**Document segment:**
LOS ANGELES — "Sesame Street" is making its' way to the big screen, according to the Hollywood Reporter.
20th Century Fox, which bought the rights to the classic show, has longtime "Sesame Street" writer Joey Mazzarino working on the film's script, which will be produced by Shawn Levy (the director of "Night at the Museum"), Michael Aguilar, Mark Gordon, and Guymon Casady, CNN reported.
The children's show, which has aired on PBS since 1969, is estimated to have been watched by one in three Americans and has picked up 138 Emmys over its over 40-year run, according to the Reporter.
The show, a mix of live-action, puppetry and animation, starred some of Jim Henson's most memorable characters, including Big Bird, Bert and Ernie, Grover, Oscar the Grouch, Cookie Monster and Elmo, according to the Reporter. It has already been the source of two movies, 1985's "Follow That Bird" and 1999's "The Adventures of Elmo in Grouchland," New York Magazine reported.

(Dataset excerpts)

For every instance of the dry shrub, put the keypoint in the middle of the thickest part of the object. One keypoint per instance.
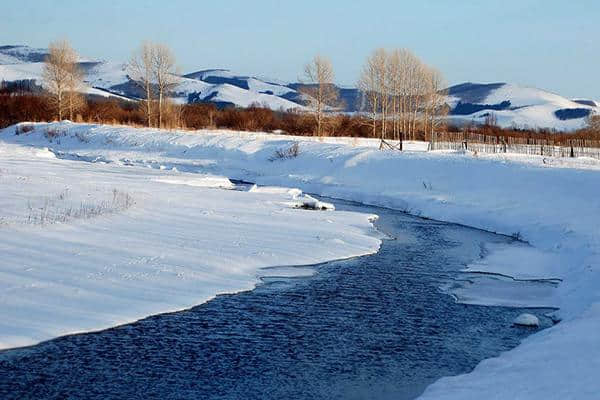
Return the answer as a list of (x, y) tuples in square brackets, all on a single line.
[(284, 154), (23, 128)]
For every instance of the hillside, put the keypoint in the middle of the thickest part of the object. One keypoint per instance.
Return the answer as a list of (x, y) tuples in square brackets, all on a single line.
[(518, 106), (511, 105)]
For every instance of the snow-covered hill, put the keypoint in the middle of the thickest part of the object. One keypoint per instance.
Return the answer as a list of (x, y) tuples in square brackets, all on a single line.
[(512, 105), (107, 78), (518, 106)]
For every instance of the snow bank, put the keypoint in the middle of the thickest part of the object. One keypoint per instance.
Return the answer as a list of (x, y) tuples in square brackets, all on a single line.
[(527, 319), (555, 209), (172, 247)]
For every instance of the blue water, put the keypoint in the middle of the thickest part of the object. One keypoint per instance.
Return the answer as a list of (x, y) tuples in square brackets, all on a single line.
[(374, 327)]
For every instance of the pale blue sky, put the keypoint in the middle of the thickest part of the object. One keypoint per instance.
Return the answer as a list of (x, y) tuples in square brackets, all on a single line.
[(550, 44)]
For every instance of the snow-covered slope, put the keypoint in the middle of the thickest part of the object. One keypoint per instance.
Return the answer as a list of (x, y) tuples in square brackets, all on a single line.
[(106, 78), (518, 106), (502, 193), (512, 105)]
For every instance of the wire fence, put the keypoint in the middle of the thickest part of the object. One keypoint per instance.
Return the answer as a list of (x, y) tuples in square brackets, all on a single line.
[(519, 145)]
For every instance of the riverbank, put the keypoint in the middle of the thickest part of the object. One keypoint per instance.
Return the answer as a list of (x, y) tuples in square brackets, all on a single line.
[(550, 203)]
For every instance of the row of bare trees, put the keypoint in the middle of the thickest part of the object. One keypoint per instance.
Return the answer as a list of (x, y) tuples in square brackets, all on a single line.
[(399, 90), (153, 68), (63, 79), (400, 93)]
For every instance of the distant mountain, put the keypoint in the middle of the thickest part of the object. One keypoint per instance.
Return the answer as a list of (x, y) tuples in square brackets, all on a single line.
[(517, 106), (512, 105)]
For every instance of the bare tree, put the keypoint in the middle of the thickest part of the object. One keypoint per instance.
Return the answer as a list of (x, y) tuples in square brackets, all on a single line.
[(403, 91), (142, 73), (320, 89), (62, 77), (594, 122), (165, 75), (435, 102), (368, 85)]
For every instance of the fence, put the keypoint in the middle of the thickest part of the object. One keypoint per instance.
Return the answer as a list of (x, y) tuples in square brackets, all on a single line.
[(520, 145)]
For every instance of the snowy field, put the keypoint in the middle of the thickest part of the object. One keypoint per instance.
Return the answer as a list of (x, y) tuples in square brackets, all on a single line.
[(554, 206), (89, 246)]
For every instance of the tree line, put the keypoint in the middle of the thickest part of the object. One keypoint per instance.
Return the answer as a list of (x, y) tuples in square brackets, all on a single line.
[(401, 96)]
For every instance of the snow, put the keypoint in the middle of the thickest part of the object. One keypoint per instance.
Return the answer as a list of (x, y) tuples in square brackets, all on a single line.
[(552, 205), (177, 246), (529, 108), (527, 320)]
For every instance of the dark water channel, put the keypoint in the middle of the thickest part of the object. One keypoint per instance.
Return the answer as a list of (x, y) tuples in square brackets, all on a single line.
[(375, 327)]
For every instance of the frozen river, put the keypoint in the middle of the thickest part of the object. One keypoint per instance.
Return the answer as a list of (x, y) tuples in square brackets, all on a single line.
[(374, 327)]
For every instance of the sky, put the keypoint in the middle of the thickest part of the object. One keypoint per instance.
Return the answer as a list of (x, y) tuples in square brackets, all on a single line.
[(554, 45)]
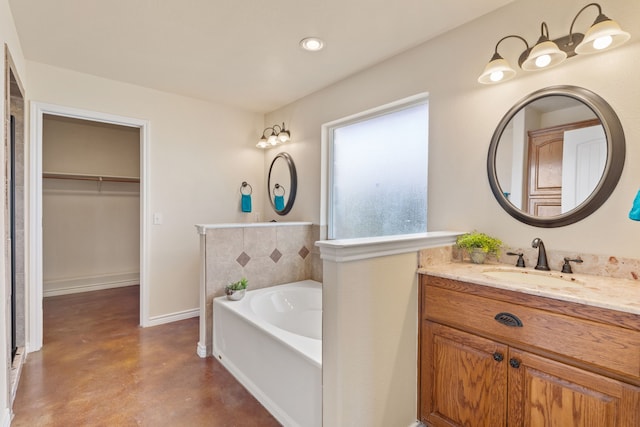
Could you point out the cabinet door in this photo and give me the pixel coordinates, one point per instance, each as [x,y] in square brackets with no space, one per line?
[463,378]
[546,393]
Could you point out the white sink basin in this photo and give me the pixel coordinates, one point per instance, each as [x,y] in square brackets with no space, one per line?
[531,277]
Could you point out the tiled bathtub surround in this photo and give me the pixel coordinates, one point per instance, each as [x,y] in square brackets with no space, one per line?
[597,265]
[267,254]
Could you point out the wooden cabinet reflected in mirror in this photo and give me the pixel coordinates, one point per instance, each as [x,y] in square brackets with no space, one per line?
[556,156]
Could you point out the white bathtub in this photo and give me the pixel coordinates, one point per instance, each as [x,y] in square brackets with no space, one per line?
[271,341]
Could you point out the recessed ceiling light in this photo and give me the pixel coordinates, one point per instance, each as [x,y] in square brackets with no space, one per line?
[312,44]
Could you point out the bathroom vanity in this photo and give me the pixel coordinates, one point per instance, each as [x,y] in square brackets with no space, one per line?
[497,352]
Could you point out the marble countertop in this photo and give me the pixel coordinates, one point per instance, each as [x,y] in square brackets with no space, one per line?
[599,291]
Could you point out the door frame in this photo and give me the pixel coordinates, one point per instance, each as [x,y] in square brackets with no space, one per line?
[35,253]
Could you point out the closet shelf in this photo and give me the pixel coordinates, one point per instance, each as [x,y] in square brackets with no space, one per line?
[89,177]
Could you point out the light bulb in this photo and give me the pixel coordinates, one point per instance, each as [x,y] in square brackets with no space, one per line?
[542,61]
[496,76]
[602,42]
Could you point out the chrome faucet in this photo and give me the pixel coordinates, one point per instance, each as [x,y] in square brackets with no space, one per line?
[542,263]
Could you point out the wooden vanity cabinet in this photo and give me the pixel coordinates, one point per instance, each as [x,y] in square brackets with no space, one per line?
[475,371]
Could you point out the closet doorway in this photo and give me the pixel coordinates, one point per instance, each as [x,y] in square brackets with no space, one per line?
[88,190]
[90,205]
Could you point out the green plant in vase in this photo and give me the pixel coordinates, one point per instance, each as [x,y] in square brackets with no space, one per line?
[236,290]
[479,245]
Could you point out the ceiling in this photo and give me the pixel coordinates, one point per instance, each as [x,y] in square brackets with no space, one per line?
[241,53]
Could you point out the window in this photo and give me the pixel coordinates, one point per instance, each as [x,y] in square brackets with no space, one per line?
[378,172]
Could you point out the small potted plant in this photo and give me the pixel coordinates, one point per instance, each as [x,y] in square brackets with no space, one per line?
[235,291]
[479,245]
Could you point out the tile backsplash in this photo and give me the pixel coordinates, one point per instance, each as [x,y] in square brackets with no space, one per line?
[267,255]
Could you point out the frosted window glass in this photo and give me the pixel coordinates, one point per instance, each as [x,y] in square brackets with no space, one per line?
[379,182]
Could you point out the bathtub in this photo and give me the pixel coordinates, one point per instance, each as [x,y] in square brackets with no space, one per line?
[271,341]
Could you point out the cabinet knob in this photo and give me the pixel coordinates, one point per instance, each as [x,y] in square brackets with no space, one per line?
[508,319]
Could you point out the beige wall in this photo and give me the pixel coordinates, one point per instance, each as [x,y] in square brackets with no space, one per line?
[369,342]
[199,154]
[86,147]
[8,36]
[464,114]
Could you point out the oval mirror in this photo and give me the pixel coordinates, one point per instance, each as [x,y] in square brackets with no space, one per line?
[282,183]
[556,156]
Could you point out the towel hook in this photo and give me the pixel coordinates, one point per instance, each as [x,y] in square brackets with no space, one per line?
[276,187]
[244,186]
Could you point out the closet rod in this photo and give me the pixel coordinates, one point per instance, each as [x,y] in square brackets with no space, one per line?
[90,177]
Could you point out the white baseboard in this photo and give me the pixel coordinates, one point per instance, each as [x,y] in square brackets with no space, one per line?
[172,317]
[201,350]
[6,417]
[53,288]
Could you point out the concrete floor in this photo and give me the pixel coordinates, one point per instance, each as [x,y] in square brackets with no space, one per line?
[98,368]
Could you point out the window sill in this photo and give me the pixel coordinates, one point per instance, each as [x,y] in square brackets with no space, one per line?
[346,250]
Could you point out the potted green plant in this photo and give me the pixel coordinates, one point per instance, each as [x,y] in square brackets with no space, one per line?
[235,291]
[479,245]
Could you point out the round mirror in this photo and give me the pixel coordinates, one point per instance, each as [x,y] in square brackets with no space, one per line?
[556,156]
[282,183]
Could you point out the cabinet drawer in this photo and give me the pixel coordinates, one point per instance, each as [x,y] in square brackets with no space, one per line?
[607,346]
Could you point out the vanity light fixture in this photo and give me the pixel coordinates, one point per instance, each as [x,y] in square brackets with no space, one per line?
[603,34]
[273,135]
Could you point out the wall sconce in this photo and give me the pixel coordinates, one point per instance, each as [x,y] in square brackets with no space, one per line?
[603,34]
[273,135]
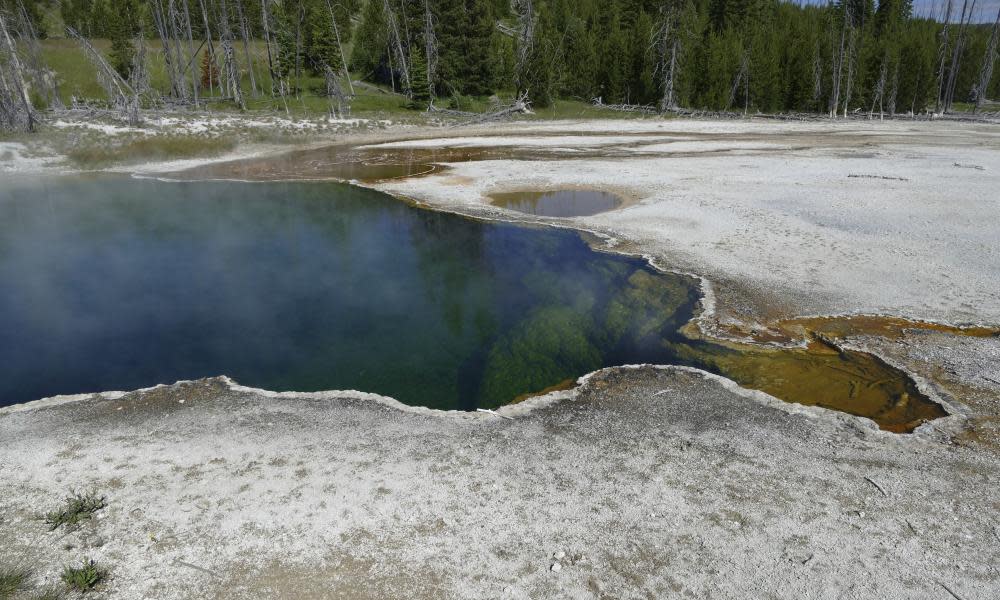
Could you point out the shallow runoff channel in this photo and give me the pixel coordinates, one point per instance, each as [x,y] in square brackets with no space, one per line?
[112,283]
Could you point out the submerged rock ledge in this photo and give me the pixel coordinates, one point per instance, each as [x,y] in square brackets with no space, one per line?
[334,495]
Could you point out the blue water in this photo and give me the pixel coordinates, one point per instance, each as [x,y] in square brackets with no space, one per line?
[111,283]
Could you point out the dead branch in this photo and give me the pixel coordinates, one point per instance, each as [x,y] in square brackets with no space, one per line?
[877,486]
[867,176]
[121,96]
[525,12]
[521,105]
[494,413]
[950,591]
[16,111]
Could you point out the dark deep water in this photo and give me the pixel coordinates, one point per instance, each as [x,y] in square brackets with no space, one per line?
[111,283]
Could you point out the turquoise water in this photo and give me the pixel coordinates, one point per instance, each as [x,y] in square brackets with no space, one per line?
[112,283]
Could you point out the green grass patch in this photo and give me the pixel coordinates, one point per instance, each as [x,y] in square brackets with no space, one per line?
[49,594]
[85,577]
[11,580]
[77,507]
[106,153]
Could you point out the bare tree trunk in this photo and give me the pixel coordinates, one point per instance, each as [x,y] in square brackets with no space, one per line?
[265,22]
[851,57]
[668,46]
[894,90]
[42,78]
[340,46]
[211,48]
[122,97]
[942,56]
[838,66]
[232,71]
[817,75]
[246,37]
[878,95]
[192,56]
[525,11]
[15,100]
[298,49]
[398,48]
[986,71]
[430,46]
[956,55]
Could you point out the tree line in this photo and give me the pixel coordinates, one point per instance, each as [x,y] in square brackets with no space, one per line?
[850,56]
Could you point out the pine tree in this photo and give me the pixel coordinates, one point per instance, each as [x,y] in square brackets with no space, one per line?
[321,49]
[371,41]
[122,28]
[420,86]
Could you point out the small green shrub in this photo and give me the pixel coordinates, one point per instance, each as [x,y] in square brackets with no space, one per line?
[78,507]
[49,594]
[11,580]
[84,577]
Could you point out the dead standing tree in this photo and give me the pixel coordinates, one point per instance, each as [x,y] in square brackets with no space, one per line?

**Prompt A:**
Answer these questions about the Sesame Street movie article:
(i) Which studio bought the rights to the show?
(ii) Since what year has the show aired on PBS?
(iii) How many Emmys has the show picked up?
**Prompt B:**
Set down the stretch of the Sesame Street movie article from "20th Century Fox, which" through "Casady, CNN reported.", word for word.

**Response area A:**
(i) 20th Century Fox
(ii) 1969
(iii) 138

**Response area B:**
20th Century Fox, which bought the rights to the classic show, has longtime "Sesame Street" writer Joey Mazzarino working on the film's script, which will be produced by Shawn Levy (the director of "Night at the Museum"), Michael Aguilar, Mark Gordon, and Guymon Casady, CNN reported.